─── GIVEN DATA ───
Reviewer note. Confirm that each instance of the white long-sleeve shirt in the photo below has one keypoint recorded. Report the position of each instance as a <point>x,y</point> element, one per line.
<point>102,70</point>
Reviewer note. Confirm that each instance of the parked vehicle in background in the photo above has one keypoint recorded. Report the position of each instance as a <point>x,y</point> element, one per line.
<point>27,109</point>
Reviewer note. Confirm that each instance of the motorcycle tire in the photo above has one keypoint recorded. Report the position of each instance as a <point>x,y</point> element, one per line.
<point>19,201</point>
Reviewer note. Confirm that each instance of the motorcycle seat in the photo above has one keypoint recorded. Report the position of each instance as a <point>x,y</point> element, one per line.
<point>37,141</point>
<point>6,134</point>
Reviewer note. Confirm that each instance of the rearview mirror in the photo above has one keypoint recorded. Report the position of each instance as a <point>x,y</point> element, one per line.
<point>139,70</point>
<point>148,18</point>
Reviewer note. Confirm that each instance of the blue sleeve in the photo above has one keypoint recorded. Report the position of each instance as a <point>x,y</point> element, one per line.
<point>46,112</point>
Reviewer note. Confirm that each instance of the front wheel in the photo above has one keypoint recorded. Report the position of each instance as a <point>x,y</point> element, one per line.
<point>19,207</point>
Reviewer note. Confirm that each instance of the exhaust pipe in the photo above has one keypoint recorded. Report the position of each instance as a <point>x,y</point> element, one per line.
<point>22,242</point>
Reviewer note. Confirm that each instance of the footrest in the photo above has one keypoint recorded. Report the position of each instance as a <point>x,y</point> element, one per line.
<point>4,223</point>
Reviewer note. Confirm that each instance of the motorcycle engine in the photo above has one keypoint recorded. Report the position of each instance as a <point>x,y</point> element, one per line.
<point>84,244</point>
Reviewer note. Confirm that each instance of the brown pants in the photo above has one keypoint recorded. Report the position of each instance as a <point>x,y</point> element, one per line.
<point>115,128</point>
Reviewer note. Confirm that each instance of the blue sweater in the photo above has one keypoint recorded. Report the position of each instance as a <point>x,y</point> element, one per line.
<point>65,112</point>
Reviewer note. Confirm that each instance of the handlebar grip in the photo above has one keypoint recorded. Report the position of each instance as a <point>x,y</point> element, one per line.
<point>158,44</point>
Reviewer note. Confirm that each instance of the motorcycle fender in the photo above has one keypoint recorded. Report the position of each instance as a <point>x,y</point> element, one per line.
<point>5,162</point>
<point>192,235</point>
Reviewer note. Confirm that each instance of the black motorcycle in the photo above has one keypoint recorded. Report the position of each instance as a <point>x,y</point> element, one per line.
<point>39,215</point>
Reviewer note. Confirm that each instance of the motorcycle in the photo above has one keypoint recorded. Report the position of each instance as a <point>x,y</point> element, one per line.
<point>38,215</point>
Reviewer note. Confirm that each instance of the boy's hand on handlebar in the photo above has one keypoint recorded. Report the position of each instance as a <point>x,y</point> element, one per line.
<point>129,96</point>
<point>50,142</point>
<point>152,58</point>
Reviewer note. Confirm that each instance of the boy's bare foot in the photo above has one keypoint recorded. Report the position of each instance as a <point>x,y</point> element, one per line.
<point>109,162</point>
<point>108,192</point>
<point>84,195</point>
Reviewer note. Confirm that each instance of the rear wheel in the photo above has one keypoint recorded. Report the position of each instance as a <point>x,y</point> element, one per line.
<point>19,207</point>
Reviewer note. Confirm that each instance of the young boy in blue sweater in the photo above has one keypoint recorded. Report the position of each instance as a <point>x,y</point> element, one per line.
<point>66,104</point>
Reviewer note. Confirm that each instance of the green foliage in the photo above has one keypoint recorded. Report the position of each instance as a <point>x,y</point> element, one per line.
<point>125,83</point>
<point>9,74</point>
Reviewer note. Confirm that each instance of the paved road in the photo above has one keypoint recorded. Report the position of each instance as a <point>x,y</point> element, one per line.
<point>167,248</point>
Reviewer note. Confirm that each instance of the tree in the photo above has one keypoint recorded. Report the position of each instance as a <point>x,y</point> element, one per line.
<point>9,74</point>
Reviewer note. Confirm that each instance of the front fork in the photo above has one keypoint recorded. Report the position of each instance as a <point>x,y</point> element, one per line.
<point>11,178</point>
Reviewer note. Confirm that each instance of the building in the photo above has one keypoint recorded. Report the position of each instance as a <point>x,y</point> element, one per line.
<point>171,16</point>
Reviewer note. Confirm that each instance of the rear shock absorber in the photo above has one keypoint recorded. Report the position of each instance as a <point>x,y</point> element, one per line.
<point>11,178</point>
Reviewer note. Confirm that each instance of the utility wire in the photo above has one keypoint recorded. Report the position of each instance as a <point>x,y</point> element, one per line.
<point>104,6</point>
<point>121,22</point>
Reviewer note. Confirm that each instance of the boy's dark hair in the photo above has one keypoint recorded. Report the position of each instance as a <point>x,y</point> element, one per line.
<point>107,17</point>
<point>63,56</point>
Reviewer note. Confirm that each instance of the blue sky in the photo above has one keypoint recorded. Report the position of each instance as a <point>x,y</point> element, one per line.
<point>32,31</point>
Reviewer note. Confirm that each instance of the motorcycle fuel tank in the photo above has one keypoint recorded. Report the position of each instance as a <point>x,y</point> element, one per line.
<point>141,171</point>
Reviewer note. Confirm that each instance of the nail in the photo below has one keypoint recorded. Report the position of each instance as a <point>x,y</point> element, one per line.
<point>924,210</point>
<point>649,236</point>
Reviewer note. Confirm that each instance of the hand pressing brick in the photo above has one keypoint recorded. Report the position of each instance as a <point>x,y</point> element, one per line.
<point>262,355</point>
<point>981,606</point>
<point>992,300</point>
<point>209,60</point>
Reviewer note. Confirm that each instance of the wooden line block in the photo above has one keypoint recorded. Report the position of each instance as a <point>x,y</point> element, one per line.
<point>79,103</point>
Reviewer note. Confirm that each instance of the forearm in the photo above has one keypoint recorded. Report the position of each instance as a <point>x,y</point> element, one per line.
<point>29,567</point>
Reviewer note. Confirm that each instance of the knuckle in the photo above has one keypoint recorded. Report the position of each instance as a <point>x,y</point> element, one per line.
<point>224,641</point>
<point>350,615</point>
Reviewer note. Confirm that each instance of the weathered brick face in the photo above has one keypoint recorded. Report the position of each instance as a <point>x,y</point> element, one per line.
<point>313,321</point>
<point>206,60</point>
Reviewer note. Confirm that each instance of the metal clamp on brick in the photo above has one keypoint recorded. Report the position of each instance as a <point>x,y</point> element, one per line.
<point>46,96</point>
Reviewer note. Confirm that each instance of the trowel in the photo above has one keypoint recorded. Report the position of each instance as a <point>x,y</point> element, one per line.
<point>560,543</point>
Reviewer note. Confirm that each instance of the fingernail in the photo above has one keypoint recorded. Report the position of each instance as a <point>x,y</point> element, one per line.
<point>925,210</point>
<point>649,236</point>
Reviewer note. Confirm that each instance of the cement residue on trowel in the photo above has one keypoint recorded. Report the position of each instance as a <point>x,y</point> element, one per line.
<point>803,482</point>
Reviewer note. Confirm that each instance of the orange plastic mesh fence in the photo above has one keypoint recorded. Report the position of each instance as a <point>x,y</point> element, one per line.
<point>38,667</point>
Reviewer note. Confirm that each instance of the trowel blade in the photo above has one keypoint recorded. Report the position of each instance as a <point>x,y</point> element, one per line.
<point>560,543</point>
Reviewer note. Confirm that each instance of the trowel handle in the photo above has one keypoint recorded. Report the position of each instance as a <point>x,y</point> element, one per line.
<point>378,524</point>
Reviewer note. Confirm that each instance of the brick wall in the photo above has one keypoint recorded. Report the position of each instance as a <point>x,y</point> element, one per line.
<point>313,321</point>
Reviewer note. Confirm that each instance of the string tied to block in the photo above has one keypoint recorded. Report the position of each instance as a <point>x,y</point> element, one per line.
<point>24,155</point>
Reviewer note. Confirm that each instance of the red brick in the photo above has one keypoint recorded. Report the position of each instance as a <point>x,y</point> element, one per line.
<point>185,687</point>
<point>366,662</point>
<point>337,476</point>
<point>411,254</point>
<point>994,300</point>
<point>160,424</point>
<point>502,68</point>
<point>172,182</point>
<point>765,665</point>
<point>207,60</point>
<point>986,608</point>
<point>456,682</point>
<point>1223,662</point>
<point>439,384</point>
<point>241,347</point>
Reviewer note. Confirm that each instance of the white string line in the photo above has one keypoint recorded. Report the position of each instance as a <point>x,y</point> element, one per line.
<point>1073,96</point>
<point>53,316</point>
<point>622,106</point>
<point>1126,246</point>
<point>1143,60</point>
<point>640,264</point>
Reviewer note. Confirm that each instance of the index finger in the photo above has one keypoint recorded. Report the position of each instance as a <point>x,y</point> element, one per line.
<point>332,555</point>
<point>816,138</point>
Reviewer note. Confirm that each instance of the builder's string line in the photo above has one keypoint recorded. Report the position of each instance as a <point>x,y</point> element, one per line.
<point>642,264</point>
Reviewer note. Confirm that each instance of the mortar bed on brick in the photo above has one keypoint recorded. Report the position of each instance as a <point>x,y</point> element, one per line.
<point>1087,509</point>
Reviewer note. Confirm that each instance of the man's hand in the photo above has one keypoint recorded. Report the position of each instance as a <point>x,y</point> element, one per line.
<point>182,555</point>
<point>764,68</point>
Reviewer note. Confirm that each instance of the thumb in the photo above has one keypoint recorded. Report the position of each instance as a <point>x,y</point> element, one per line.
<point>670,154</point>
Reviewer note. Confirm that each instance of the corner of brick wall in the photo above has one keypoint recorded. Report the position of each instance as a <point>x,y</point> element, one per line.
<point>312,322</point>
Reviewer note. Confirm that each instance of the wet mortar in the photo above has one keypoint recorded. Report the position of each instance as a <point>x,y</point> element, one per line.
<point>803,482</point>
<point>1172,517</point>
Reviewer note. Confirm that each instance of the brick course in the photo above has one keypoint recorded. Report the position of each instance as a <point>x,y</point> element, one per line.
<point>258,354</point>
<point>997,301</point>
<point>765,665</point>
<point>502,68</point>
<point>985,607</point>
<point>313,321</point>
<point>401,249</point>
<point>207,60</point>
───
• AIM OF THE EXERCISE: Can you output the lines of the records from the one containing "Reviewer note. Confirm that each instance of the wooden" through the one containing "<point>29,567</point>", both included, as a numbered list with any blank lines dropped?

• SOLVED PROBLEM:
1. Reviewer note. Confirm that each instance of the wooden line block in the photo above has one keypoint recorded. Report the position of each instance as a <point>x,y</point> element, one per line.
2. <point>79,103</point>
3. Reviewer note. Confirm that each instance of the forearm in the photo above has one keypoint recorded. Report the position of each instance as a <point>x,y</point> element, one per line.
4. <point>29,567</point>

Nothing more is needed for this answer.